* [Geselecteerd fragment]
* * *
Wetten voor verplichte ggz in Nederland, een verbetering?
Achtergrond Vanaf 2020 gelden in Nederland de Wet verplichte ggz (Wvggz) en de Wet zorg en dwang (Wzd) voor onvrijwillige zorg voor patiënten met psychiatrische stoornissen respectievelijk patiënten met psychogeriatrische stoornissen of een verstandelijke beperking. Inmiddels heeft een eerste wetsevaluatie in twee fases plaatsgevonden, met consultatie van alle betrokken partijen bij de uitvoering.
Doel Overzicht geven van de achtergronden, ervaringen en knelpunten, mede aan de hand van de uitkomsten van de eerste wetsevaluatie.
Methode Bespreken van relevante literatuur, o.a. wetteksten, jurisprudentie en de wetsevaluatie.
Resultaten Uit de evaluatie bleek dat de Wvggz te complex is met grote administratieve last, bijv. informatieplicht met te veel brieven aan de patiënt, onvoldoende effect van ambulante verplichte zorg bij patiënten die zich verzetten tegen verplichte medicatie, nauwelijks gebruik van het eigen Plan van Aanpak, onvoldoende aandacht voor familie, niet-eenduidige toetsing wilsonbekwaamheid, ingewikkelde klachtregeling, uitvoeringsproblemen bij samenloop van Wzd- en Wvggz-problematiek, tekortschieten van gemeenten bij zorgen voor ontbrekende maatschappelijke voorzieningen. Daarnaast zijn er de nodige uitvoerings- en interpretatieproblemen aan het licht gekomen, waarover gaandeweg jurisprudentie is ontstaan.
Conclusie De gesignaleerde knelpunten zullen mettertijd hopelijk opgelost worden met wettelijke verbeteringen. Al met al heeft, met alle kinderziektes van de Wvggz en Wzd, de focus tot nu toe vooral gelegen op de juiste interpretatie van de wetten en de praktische uitvoering van verplichte zorg, maar nog onvoldoende op het voorkómen ervan.
* * *
* [Beschikbare gegevens]
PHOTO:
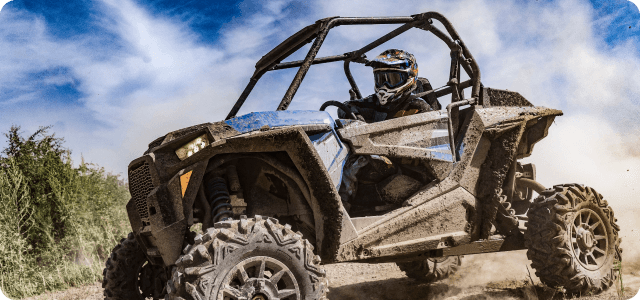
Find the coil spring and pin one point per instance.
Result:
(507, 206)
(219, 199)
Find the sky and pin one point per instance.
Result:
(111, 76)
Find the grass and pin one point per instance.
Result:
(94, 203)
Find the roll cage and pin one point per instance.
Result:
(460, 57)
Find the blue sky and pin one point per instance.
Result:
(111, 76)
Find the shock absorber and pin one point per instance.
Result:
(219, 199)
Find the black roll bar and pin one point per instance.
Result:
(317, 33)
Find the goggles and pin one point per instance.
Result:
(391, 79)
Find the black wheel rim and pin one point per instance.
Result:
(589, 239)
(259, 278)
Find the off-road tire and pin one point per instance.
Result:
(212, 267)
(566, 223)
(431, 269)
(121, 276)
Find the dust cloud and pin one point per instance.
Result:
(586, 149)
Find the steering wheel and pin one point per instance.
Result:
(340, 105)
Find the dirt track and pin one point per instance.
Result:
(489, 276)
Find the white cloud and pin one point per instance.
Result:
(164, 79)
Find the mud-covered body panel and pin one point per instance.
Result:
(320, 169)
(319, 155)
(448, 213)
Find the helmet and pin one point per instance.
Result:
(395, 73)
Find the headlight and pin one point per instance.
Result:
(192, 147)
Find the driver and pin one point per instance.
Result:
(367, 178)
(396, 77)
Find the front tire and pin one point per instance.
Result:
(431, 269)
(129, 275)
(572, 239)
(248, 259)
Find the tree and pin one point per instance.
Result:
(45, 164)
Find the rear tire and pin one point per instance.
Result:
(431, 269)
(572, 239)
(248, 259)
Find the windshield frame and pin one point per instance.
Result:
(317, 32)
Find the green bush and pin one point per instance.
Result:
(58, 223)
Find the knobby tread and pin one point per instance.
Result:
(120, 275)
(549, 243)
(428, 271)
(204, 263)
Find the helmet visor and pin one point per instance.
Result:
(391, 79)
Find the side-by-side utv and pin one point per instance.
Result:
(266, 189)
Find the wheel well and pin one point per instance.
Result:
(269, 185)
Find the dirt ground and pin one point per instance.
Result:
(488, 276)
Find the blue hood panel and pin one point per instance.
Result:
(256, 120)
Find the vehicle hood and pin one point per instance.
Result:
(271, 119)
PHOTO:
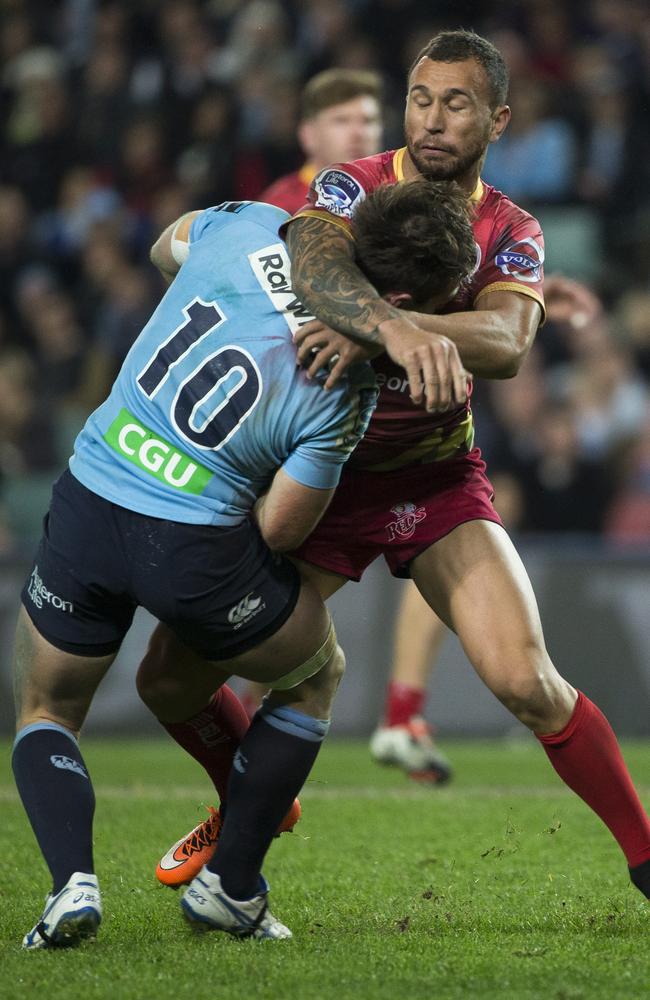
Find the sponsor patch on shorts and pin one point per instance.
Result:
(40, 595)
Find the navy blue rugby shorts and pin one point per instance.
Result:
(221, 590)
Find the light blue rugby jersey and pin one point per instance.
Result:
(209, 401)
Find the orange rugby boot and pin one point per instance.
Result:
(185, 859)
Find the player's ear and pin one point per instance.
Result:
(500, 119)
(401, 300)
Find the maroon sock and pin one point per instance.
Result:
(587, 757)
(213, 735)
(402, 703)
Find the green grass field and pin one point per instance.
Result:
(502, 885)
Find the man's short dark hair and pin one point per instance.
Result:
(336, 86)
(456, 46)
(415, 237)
* * *
* [Opgaven]
1. Noem alle rubriekkoppen waarin het fragment over de wetten voor verplichte ggz is ingedeeld, in de volgorde waarin ze voorkomen.
2. Beantwoord de volgende vragen over het fragment over de wetten voor verplichte ggz.
(a) Vanaf welk jaar gelden de Wvggz en de Wzd in Nederland?
(b) In hoeveel fases heeft de eerste wetsevaluatie plaatsgevonden?
(c) Waarop is volgens de conclusie tot nu toe nog onvoldoende gefocust?
3. Zet het fragment over de wetten voor verplichte ggz voort na de laatste zin.

* [Antwoorden]
1. Achtergrond, Doel, Methode, Resultaten, Conclusie

2.
(a) Vanaf 2020.
(b) In twee fases.
(c) Op het voorkómen van verplichte zorg.

3.
In 2020 zijn in Nederland de Wet verplichte ggz (Wvggz) en de Wet zorg en dwang (Wzd) ingevoerd.1,2 Deze wetten bepalen aan welke vereisten onvrijwillige zorg voor personen met psychiatrische en psychogeriatrische stoornissen of een verstandelijke beperking moet voldoen. Deze wetten zijn de opvolgers van de Wet bijzondere opnemingen in psychiatrische ziekenhuizen (Wet Bopz) die vanaf 1994 de wettelijke grondslag vormde voor onvrijwillige behandeling van alle patiënten met een psychische stoornis. Vervanging van de Wet Bopz was nodig vanwege de vele aanpassingen die de wet in de loop der jaren heeft ondervonden en de roep om een meer op behandeling gerichte wet, als gevolg van de verschuiving binnen de ggz naar veel meer ambulante zorg terwijl de Wet Bopz in beginsel was gericht op gedwongen opname in de kliniek. Bovendien werd het wenselijk geacht om, naast een wet voor patiënten met een psychiatrische stoornis (Wvggz), aparte en meer specifieke wetgeving te ontwerpen voor patiënten met een verstandelijke beperking of een psychogeriatrische aandoening, uitmondend in de Wzd.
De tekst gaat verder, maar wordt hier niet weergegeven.